## The task
Copy out all of the records below, switching every "sample" to "example" and leaving the rest untouched.

## Supplied entries
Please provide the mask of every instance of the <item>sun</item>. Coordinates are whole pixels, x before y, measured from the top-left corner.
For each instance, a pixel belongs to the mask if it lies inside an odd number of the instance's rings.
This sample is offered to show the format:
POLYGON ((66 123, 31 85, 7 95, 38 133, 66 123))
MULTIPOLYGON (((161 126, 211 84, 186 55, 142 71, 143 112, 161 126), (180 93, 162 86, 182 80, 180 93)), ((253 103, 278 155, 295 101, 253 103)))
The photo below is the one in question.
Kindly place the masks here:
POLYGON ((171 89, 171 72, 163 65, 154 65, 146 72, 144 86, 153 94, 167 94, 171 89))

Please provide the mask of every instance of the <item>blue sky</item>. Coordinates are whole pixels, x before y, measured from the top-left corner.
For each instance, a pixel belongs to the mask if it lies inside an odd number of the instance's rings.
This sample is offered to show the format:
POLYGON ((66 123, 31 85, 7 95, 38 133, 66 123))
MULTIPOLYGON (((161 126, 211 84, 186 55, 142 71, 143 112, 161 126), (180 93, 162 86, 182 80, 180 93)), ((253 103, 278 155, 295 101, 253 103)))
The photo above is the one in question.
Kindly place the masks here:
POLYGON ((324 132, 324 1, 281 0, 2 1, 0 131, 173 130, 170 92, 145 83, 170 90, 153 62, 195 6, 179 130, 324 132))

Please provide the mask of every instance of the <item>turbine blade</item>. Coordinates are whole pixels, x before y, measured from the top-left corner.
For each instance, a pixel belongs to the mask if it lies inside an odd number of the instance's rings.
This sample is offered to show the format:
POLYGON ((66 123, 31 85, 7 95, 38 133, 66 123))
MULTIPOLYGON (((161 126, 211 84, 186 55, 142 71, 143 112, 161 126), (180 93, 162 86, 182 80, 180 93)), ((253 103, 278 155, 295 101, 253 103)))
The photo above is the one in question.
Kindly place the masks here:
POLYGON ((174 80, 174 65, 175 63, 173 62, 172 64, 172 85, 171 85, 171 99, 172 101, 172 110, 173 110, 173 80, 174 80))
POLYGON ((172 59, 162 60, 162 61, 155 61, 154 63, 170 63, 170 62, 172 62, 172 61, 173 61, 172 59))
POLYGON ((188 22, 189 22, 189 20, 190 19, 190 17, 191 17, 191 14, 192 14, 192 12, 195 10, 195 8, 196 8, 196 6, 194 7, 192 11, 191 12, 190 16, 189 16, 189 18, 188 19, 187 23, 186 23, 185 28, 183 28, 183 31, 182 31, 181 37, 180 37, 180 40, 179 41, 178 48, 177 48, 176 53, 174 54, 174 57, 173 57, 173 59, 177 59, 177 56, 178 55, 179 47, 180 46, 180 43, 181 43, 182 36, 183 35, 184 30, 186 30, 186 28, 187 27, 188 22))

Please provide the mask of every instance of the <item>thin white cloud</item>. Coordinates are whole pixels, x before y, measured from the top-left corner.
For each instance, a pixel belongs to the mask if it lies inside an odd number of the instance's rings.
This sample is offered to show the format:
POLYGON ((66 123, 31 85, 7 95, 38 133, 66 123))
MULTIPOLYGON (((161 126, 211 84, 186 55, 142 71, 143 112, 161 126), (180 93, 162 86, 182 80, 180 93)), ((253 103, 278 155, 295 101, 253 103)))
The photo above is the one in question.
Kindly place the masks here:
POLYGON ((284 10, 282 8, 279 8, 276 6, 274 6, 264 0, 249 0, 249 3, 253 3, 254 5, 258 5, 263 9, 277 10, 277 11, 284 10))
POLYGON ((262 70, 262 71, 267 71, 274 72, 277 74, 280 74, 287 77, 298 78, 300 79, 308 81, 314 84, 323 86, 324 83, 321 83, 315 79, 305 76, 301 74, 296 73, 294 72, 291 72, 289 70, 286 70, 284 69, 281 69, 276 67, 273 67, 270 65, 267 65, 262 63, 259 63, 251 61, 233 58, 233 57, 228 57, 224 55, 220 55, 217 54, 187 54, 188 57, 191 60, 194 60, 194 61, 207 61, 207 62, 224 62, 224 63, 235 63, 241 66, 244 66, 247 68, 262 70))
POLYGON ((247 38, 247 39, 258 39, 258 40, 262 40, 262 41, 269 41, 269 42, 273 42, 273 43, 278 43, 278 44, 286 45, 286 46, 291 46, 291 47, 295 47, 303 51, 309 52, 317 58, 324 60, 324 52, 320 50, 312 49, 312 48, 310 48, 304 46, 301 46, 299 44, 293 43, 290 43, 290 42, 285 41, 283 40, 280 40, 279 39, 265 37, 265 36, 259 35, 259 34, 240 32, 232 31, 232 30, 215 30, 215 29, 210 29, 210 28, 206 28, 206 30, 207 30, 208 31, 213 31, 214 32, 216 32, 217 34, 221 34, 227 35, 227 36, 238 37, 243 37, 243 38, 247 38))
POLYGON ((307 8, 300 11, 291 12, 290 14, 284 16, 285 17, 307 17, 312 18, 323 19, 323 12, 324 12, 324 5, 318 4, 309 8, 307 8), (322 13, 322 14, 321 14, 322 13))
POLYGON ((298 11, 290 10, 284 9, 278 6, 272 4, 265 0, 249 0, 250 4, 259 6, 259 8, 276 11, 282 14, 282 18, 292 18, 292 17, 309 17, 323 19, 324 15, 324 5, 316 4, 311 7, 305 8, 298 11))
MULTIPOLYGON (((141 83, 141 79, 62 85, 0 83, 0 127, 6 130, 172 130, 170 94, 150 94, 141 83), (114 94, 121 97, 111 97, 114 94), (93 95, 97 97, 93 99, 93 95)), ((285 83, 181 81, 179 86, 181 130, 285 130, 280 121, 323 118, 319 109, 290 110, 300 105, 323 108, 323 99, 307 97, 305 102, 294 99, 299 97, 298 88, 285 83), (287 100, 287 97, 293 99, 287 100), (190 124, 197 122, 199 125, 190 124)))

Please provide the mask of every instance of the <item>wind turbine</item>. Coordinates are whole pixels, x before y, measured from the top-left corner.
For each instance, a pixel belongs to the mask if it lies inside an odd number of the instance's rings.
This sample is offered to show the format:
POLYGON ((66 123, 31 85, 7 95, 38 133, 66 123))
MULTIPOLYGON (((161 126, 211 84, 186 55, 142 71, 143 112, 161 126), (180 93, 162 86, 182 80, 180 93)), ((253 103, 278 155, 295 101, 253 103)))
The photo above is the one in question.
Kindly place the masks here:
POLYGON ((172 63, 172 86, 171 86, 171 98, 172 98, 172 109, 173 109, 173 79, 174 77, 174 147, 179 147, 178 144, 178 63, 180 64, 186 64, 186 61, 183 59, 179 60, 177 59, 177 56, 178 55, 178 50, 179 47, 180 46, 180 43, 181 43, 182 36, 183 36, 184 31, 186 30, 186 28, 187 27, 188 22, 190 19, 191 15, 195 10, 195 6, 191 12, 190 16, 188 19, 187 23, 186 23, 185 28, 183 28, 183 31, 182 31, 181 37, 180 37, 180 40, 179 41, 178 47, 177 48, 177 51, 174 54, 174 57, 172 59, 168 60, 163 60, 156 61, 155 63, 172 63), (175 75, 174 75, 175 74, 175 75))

## The result
Please provide the mask of every instance of the <item>sun</item>. Coordinates are whole pixels, x before y, measured from the top-left corner.
For each instance, a pixel belongs to the mask if it lies inside an odd number of the instance's rings.
This example is offered to show the format:
POLYGON ((66 123, 31 85, 7 95, 38 133, 66 123))
MULTIPOLYGON (((161 126, 211 84, 186 55, 142 71, 143 112, 161 126), (180 93, 162 86, 182 80, 180 93)), ((253 103, 278 155, 295 101, 253 103)))
The photo below is the one in question.
Kindly place the masks here:
POLYGON ((171 89, 171 72, 163 65, 154 65, 146 72, 144 86, 153 94, 167 94, 171 89))

Please provide the mask of every instance of the <item>blue sky</item>. Coordinates are whole pixels, x before y, measured from the top-left corner.
For each instance, a pixel belongs to the mask if it lies inside an odd number of the instance's rings.
This example is offered to show the format:
POLYGON ((66 123, 31 85, 7 95, 38 133, 66 123))
MULTIPOLYGON (((161 126, 211 84, 186 55, 142 71, 143 112, 161 126), (180 93, 162 86, 182 80, 180 93)), ((253 103, 278 155, 295 101, 253 103)))
The photo above is the one in question.
Kindly place the masks here:
POLYGON ((324 132, 324 1, 281 0, 2 1, 0 131, 173 130, 170 92, 145 83, 170 90, 153 62, 195 6, 179 130, 324 132))

Please provide the mask of every instance of the <item>turbine blade</item>. Coordinates are whole pixels, x before y, measured from the top-left corner.
For each instance, a pixel belongs to the mask if it lies inside an odd number of the instance's rings.
This example is offered to show the format:
POLYGON ((66 123, 31 85, 7 95, 38 133, 66 123))
MULTIPOLYGON (((161 126, 211 84, 186 55, 142 71, 143 112, 161 126), (180 93, 162 86, 182 80, 180 93)), ((253 103, 278 155, 295 101, 253 103)))
The photo above is the one in question.
Kindly place the masks here:
POLYGON ((174 80, 174 65, 175 63, 173 62, 172 64, 172 85, 171 85, 171 99, 172 101, 172 110, 173 110, 173 80, 174 80))
POLYGON ((172 59, 162 60, 162 61, 155 61, 154 63, 170 63, 170 62, 172 62, 172 61, 173 61, 172 59))
POLYGON ((188 22, 189 22, 189 20, 190 19, 190 17, 191 17, 191 14, 192 14, 192 12, 195 10, 195 8, 196 8, 196 6, 194 7, 192 11, 191 12, 190 16, 189 16, 189 18, 188 19, 187 23, 186 23, 185 28, 183 28, 183 31, 182 31, 181 37, 180 37, 180 40, 179 41, 178 48, 177 48, 176 53, 174 54, 174 57, 173 57, 173 59, 177 59, 177 56, 178 55, 179 47, 180 46, 180 43, 181 43, 182 36, 183 35, 184 30, 186 30, 186 28, 187 27, 188 22))

Please provide the mask of every instance of the <item>thin white cloud</item>. Coordinates are whole pixels, x before y, measured from the top-left corner.
For each instance, a pixel belongs to the mask if it lies inside an odd number of the instance's rings.
This example is offered to show the format:
POLYGON ((66 123, 31 85, 7 95, 38 133, 66 123))
MULTIPOLYGON (((161 126, 211 84, 186 55, 142 71, 143 112, 161 126), (180 93, 162 86, 182 80, 180 93)), ((253 103, 278 155, 295 101, 253 103)))
The photo above is the one in question.
Kindly place the masks here:
POLYGON ((284 10, 282 8, 279 8, 276 6, 274 6, 264 0, 249 0, 249 3, 253 3, 254 5, 258 5, 263 9, 277 10, 277 11, 284 10))
POLYGON ((262 70, 262 71, 267 71, 274 72, 277 74, 280 74, 287 77, 298 78, 300 79, 308 81, 314 84, 323 86, 324 83, 321 83, 315 79, 305 76, 301 74, 296 73, 294 72, 291 72, 289 70, 286 70, 284 69, 281 69, 276 67, 273 67, 270 65, 267 65, 262 63, 259 63, 251 61, 233 58, 233 57, 228 57, 224 55, 220 55, 217 54, 187 54, 188 57, 191 60, 194 60, 194 61, 207 61, 207 62, 224 62, 224 63, 235 63, 241 66, 244 66, 247 68, 262 70))
POLYGON ((247 38, 247 39, 258 39, 258 40, 262 40, 262 41, 269 41, 269 42, 273 42, 273 43, 278 43, 278 44, 286 45, 286 46, 291 46, 291 47, 295 47, 303 51, 309 52, 317 58, 324 60, 324 52, 320 50, 312 49, 312 48, 310 48, 304 46, 301 46, 299 44, 293 43, 290 43, 290 42, 285 41, 283 40, 280 40, 279 39, 265 37, 265 36, 259 35, 259 34, 240 32, 232 31, 232 30, 215 30, 215 29, 210 29, 210 28, 206 28, 206 30, 207 30, 208 31, 213 31, 214 32, 216 32, 217 34, 221 34, 227 35, 227 36, 238 37, 243 37, 243 38, 247 38))
POLYGON ((307 8, 300 11, 291 12, 290 14, 284 16, 285 17, 307 17, 312 18, 323 19, 323 12, 324 12, 324 5, 318 4, 309 8, 307 8), (322 13, 322 14, 321 14, 322 13))
POLYGON ((298 11, 290 10, 284 9, 278 6, 272 4, 265 0, 249 0, 250 4, 259 6, 259 8, 276 11, 282 14, 282 18, 292 18, 292 17, 309 17, 323 19, 324 15, 324 5, 316 4, 311 7, 305 8, 298 11))
MULTIPOLYGON (((141 83, 141 79, 62 85, 0 83, 0 127, 6 130, 172 130, 170 94, 150 94, 141 83), (114 94, 121 97, 111 97, 114 94), (93 95, 97 97, 93 99, 93 95)), ((285 83, 181 81, 179 86, 181 130, 285 130, 280 121, 323 118, 319 109, 290 110, 300 105, 323 108, 323 99, 307 97, 305 102, 294 99, 299 97, 298 88, 285 83), (287 100, 287 97, 293 99, 287 100), (190 124, 197 122, 199 125, 190 124)))

Please provide the mask of every instance of the <item>wind turbine</item>. Coordinates are whole pixels, x before y, measured from the top-left corner.
For each instance, a pixel belongs to the mask if it lies inside an odd number of the instance's rings.
This example is offered to show the format:
POLYGON ((66 123, 31 85, 7 95, 38 133, 66 123))
MULTIPOLYGON (((161 126, 211 84, 186 55, 142 71, 143 112, 161 126), (180 93, 162 86, 182 80, 180 93)), ((253 103, 278 155, 295 101, 253 103)))
The photo above is the one in question.
Kindly place the masks here:
POLYGON ((172 63, 172 86, 171 86, 171 98, 172 98, 172 109, 173 109, 173 79, 174 77, 174 147, 179 147, 178 144, 178 63, 180 64, 186 64, 186 61, 183 59, 179 60, 177 59, 177 56, 178 55, 178 50, 179 47, 180 46, 180 43, 181 43, 182 36, 183 36, 184 31, 186 30, 186 28, 187 27, 188 22, 190 19, 191 15, 195 10, 195 6, 191 12, 190 16, 188 19, 187 23, 186 23, 185 28, 183 28, 183 31, 182 31, 181 37, 180 37, 180 40, 179 41, 178 47, 177 48, 177 51, 174 54, 174 57, 172 59, 168 60, 163 60, 156 61, 155 63, 172 63), (175 75, 174 75, 175 74, 175 75))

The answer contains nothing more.